■ **Assigned task**:
Find every line of the records that has "below" and return it.

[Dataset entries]

──────────

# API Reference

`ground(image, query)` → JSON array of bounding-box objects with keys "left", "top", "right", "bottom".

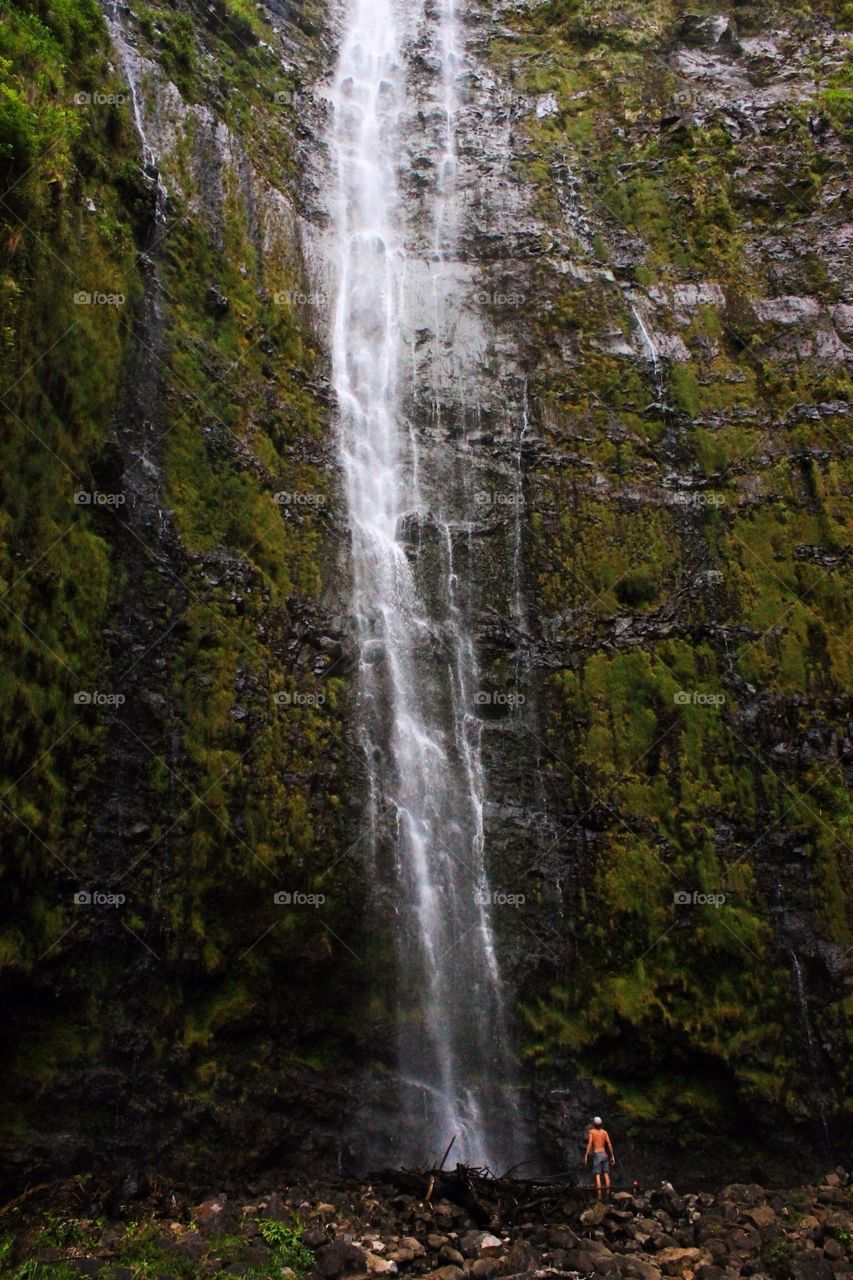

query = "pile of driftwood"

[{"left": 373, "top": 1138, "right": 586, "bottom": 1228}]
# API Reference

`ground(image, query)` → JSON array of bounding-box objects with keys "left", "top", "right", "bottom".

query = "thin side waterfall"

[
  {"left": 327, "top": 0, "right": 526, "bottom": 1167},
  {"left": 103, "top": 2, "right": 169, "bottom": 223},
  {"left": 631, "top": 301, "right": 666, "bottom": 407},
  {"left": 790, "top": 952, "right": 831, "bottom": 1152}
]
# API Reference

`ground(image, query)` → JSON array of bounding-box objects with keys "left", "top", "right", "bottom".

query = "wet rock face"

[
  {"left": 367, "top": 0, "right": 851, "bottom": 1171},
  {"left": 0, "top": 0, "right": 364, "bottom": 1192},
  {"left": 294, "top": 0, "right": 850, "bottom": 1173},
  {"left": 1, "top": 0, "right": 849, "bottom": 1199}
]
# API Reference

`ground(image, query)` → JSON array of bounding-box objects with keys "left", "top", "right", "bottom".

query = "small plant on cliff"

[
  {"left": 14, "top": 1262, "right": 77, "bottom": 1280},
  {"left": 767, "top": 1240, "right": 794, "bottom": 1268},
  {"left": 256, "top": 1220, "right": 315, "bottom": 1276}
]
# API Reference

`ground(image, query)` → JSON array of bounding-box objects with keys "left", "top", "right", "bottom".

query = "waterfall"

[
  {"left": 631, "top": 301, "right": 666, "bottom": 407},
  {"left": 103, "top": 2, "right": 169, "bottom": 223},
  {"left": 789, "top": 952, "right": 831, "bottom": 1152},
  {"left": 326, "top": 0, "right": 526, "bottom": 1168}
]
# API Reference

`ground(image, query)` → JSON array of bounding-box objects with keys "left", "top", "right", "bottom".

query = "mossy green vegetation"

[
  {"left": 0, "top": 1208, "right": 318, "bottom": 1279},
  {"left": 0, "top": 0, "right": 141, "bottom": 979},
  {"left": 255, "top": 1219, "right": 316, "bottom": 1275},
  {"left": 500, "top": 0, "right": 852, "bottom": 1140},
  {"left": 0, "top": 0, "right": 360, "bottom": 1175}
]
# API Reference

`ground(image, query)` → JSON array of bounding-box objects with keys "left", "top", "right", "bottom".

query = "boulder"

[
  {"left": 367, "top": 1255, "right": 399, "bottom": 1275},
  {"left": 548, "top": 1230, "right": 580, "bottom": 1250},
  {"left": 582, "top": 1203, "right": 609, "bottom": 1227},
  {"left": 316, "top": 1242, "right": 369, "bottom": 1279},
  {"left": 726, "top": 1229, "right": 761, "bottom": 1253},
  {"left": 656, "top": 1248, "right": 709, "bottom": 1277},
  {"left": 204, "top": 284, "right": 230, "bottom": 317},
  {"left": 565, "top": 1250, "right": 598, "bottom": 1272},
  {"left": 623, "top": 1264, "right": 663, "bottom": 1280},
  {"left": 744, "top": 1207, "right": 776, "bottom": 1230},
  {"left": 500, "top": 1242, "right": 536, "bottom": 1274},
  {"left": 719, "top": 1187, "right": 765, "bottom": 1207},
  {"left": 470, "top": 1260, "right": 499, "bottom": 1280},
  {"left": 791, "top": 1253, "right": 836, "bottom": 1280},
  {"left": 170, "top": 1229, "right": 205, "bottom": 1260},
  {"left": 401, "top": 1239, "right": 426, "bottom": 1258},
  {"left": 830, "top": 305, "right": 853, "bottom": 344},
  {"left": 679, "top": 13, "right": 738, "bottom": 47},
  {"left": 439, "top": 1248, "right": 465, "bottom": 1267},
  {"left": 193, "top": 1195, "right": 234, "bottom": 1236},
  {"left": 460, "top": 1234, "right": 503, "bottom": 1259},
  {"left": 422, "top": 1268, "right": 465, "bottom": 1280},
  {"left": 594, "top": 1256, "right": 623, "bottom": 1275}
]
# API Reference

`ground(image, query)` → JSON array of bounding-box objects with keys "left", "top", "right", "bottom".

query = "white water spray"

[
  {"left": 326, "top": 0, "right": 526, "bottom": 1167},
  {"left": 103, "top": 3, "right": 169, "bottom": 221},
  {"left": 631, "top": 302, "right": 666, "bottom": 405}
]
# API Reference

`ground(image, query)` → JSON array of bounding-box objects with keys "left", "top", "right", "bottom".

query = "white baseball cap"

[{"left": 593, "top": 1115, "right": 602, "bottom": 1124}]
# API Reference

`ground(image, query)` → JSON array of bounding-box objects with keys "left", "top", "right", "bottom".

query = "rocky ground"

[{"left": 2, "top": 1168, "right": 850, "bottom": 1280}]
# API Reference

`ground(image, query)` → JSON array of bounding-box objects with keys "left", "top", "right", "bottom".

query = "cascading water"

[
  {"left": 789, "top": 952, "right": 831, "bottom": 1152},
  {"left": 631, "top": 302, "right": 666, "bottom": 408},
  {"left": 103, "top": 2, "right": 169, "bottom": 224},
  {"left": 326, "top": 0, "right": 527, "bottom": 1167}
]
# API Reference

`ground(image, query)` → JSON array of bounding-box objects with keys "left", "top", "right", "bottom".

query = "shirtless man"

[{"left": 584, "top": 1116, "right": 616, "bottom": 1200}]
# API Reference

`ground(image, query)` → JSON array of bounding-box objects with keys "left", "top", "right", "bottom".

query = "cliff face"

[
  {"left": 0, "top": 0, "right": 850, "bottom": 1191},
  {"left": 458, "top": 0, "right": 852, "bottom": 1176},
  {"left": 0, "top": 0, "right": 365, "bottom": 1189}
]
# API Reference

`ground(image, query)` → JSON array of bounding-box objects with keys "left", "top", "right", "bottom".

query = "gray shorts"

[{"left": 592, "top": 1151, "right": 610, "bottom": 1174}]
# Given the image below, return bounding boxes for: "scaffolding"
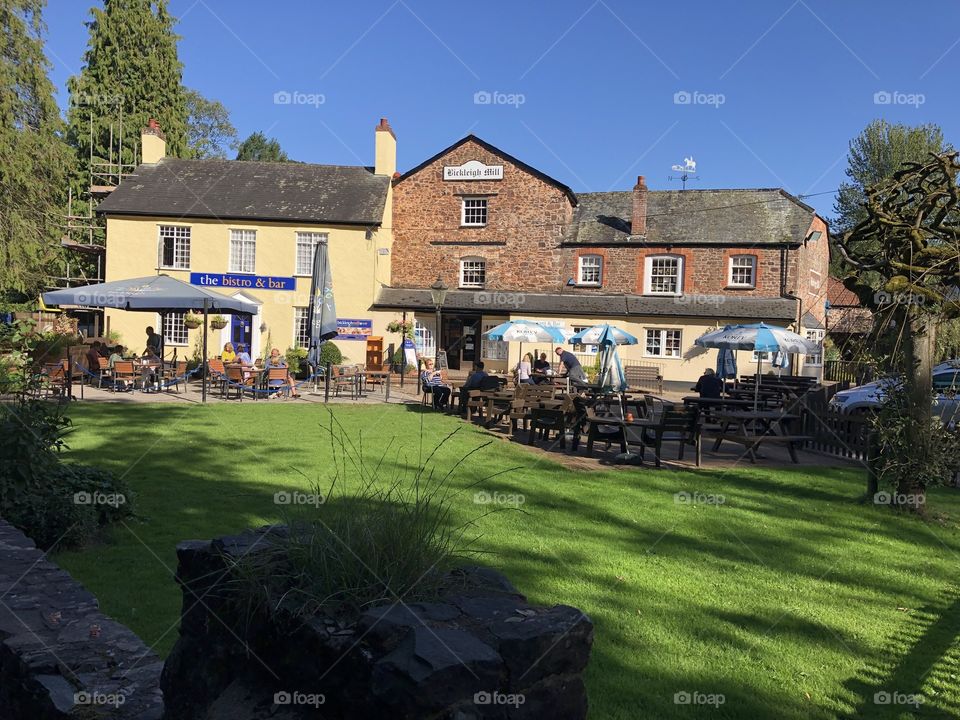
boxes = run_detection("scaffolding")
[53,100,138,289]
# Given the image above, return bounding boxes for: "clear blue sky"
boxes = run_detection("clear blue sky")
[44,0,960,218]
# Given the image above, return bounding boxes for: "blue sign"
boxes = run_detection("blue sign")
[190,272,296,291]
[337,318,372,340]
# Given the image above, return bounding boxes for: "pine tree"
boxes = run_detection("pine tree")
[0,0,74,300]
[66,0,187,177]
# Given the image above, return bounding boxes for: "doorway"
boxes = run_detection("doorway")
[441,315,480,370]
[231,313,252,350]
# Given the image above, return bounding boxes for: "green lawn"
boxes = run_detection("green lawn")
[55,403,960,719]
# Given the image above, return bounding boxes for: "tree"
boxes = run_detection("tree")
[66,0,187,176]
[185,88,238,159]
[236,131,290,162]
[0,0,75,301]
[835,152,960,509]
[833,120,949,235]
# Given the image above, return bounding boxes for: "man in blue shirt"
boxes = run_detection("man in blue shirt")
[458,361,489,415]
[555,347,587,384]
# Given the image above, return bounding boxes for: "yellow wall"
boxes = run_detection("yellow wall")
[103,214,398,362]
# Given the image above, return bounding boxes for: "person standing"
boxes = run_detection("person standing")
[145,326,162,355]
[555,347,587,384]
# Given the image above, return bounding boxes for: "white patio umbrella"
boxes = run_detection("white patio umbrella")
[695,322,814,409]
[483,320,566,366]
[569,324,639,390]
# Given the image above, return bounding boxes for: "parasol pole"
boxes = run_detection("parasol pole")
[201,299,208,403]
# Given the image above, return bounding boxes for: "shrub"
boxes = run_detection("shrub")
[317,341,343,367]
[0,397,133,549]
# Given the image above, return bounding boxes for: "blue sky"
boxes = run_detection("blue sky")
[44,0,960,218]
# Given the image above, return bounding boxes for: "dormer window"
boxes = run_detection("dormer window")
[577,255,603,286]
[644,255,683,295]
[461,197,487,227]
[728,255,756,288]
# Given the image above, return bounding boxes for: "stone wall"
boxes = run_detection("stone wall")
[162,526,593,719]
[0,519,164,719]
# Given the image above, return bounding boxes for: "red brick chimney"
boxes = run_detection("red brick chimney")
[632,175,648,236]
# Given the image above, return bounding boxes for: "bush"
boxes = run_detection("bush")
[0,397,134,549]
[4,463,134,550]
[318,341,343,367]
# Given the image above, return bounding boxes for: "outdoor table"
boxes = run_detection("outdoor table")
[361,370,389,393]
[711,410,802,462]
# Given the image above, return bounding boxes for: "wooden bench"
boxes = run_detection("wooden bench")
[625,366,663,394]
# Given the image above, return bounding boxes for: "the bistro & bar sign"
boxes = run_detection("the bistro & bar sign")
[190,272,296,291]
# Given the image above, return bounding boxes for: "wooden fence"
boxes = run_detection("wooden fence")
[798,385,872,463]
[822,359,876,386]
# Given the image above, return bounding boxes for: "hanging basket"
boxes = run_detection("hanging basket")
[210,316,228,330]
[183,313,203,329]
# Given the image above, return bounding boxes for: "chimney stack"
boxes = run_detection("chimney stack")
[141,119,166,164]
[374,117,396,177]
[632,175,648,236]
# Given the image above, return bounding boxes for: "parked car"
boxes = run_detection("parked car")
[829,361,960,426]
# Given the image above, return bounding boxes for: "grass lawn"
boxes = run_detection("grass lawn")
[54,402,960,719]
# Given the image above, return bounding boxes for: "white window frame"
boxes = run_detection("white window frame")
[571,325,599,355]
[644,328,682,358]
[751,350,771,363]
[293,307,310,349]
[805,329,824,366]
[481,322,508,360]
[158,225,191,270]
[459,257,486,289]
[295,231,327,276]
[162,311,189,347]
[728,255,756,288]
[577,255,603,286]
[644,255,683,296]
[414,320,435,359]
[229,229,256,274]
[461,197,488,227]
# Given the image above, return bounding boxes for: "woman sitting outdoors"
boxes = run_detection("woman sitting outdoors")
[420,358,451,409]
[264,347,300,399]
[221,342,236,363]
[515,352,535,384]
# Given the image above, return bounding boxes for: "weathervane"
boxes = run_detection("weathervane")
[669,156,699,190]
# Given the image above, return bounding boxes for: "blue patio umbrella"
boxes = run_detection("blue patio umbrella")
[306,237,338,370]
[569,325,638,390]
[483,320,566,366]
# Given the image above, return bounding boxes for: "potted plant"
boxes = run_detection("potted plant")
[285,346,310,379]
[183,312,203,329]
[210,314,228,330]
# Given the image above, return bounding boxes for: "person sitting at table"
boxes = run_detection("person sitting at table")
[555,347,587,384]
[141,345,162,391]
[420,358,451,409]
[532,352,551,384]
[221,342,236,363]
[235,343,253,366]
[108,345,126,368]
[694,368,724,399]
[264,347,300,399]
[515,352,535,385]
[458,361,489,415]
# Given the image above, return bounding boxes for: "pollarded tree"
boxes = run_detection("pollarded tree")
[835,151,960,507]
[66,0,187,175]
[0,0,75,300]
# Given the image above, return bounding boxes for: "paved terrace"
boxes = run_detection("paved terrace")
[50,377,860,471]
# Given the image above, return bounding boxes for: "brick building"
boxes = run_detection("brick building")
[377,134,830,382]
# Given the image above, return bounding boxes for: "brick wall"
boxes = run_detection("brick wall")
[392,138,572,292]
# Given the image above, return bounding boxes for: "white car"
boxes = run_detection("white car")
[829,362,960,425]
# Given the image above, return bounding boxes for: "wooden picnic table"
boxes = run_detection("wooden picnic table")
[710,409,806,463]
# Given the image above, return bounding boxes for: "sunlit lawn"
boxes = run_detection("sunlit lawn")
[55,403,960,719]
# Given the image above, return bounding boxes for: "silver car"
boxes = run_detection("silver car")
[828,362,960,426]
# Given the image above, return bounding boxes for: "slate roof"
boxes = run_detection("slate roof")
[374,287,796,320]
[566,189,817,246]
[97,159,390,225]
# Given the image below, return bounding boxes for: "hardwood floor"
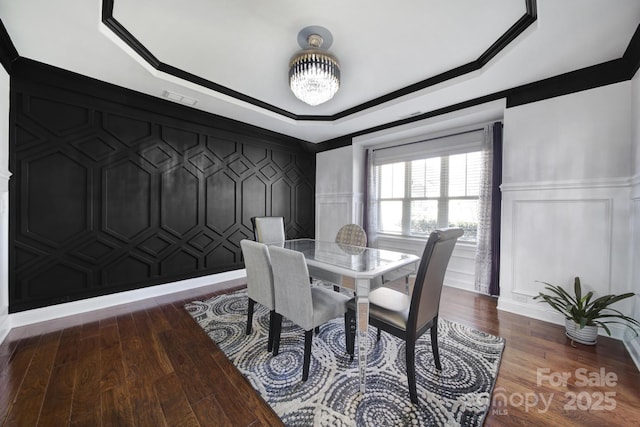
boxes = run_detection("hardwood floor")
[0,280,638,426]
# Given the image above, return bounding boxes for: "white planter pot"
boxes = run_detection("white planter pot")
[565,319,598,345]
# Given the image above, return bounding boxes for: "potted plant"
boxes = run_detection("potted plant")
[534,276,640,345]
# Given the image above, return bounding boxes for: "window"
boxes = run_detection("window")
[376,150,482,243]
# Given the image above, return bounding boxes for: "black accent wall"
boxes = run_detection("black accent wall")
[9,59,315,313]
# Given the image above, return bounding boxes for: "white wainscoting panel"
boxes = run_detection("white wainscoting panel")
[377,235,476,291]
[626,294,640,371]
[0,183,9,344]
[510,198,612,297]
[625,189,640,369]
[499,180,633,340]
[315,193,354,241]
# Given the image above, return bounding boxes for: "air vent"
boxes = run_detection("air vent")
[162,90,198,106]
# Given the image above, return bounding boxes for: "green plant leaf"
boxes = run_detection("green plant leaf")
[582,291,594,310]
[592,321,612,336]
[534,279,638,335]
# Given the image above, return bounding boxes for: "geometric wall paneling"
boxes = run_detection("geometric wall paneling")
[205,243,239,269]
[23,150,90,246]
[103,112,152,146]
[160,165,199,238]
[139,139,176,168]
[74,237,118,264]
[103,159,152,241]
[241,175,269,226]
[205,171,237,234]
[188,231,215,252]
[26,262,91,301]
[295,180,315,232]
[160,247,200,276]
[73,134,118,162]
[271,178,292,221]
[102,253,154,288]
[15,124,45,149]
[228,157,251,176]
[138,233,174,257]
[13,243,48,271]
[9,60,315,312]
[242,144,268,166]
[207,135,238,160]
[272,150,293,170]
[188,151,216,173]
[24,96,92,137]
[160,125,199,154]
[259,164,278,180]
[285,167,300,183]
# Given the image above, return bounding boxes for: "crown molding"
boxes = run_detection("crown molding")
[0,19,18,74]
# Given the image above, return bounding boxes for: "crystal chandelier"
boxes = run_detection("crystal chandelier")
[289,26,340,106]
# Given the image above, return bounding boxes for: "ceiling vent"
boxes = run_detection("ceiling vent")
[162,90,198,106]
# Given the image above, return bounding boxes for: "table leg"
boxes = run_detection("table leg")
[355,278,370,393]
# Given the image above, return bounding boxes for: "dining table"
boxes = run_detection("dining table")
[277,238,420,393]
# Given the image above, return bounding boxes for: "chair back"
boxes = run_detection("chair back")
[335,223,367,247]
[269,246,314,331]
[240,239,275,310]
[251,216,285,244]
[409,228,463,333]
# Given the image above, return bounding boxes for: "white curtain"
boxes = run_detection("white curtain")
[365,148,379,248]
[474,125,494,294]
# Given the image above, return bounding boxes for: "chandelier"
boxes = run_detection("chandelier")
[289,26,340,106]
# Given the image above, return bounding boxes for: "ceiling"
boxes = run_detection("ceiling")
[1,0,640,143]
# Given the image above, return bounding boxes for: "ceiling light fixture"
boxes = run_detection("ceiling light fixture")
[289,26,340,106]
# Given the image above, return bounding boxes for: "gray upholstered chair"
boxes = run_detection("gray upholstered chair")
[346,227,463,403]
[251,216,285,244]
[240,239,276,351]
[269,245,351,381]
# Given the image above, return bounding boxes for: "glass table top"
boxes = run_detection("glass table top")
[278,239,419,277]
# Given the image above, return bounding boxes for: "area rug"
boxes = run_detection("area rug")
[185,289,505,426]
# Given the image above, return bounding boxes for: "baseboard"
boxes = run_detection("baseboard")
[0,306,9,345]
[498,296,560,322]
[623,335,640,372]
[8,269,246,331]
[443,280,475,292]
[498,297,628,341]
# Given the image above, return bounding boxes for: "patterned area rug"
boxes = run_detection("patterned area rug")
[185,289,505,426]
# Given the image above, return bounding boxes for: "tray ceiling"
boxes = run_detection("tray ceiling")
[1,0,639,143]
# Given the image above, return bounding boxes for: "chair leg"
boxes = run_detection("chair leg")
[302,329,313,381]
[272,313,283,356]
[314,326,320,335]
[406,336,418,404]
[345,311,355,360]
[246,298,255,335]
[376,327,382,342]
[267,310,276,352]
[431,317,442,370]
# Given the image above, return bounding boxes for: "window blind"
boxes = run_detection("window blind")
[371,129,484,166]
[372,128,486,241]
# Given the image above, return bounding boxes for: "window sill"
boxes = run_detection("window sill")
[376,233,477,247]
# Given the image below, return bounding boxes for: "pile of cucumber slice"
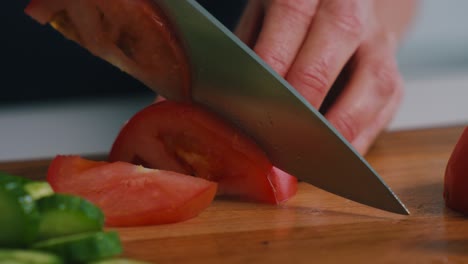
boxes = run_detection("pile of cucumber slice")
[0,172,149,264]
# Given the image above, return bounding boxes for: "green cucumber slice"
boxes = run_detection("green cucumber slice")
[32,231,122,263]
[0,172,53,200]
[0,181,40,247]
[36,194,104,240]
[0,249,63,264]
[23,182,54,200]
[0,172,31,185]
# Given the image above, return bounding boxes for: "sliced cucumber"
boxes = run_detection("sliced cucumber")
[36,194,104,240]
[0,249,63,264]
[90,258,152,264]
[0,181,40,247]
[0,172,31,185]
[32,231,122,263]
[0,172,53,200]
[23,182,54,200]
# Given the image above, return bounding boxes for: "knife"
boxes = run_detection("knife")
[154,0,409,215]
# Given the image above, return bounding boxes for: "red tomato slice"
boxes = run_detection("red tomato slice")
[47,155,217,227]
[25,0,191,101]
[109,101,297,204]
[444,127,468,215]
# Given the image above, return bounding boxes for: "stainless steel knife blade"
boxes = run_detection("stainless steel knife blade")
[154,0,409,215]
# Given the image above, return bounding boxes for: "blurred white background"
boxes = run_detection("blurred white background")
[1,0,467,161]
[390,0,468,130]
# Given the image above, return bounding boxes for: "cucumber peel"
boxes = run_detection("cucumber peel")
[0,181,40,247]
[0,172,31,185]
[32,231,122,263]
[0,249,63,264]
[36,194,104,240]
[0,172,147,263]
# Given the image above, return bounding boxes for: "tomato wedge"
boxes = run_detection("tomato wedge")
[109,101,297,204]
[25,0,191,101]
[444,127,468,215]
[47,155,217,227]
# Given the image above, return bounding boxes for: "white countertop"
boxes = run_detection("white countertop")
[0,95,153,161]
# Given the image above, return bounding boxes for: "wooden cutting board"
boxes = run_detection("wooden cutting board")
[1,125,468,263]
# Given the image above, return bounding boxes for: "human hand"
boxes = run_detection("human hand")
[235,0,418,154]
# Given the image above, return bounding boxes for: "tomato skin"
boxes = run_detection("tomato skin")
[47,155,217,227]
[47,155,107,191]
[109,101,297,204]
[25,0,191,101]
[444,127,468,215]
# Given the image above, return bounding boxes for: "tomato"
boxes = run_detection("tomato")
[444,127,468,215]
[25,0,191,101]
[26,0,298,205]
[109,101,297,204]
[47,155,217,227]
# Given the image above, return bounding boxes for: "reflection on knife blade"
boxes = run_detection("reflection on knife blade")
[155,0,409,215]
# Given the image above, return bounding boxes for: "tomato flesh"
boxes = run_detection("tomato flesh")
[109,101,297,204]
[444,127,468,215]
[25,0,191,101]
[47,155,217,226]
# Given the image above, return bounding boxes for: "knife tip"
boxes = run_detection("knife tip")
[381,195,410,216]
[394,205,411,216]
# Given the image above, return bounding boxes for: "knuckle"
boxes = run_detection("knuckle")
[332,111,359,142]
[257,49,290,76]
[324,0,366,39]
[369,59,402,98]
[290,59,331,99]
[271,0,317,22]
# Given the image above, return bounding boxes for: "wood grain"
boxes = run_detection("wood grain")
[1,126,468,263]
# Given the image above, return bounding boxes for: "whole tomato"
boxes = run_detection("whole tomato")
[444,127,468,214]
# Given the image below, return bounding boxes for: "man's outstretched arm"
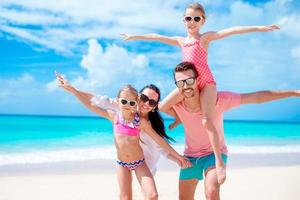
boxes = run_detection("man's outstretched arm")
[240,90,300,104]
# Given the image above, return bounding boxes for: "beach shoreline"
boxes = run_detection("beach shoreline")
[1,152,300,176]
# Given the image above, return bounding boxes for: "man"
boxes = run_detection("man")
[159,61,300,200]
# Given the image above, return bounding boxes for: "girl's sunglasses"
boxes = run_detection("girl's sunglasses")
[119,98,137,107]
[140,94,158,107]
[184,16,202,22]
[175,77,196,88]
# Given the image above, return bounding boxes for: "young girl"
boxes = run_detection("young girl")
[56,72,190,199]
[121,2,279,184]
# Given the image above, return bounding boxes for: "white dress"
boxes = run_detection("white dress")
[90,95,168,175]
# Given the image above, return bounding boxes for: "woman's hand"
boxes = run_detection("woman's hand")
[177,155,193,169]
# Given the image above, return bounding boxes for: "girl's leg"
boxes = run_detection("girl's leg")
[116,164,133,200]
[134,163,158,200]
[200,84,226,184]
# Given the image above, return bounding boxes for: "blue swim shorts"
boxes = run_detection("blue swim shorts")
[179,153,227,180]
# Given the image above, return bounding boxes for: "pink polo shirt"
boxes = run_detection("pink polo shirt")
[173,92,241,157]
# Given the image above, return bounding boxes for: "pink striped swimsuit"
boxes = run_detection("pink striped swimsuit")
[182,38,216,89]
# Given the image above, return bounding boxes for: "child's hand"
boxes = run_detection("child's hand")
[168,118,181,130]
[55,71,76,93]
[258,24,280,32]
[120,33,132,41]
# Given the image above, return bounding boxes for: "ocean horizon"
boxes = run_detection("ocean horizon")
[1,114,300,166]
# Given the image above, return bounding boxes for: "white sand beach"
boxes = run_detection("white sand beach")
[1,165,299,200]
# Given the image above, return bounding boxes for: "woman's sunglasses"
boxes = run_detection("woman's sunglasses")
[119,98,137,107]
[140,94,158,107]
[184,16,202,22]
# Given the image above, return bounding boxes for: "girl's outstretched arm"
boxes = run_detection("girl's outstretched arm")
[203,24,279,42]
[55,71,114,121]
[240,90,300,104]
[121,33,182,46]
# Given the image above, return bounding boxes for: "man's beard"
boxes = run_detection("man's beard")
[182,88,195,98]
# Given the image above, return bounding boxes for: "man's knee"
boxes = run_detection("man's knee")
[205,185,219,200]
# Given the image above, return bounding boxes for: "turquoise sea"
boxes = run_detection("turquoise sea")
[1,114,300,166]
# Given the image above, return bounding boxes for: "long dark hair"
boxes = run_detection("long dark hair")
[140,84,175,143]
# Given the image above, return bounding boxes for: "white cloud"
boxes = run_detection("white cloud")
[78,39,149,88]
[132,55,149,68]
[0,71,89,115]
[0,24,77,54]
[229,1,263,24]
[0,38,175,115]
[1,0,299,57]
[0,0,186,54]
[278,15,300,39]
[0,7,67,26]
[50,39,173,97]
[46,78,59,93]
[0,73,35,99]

──────────

■ **Reply**:
# Given the image below, return bounding boxes for: "scaffolding"
# Given the image below, return bounding boxes for: "hardwood floor"
# Given the image below, return bounding boxes for: "pile of cucumber slice"
# Given the image below, return bounding boxes for: "man's outstretched arm"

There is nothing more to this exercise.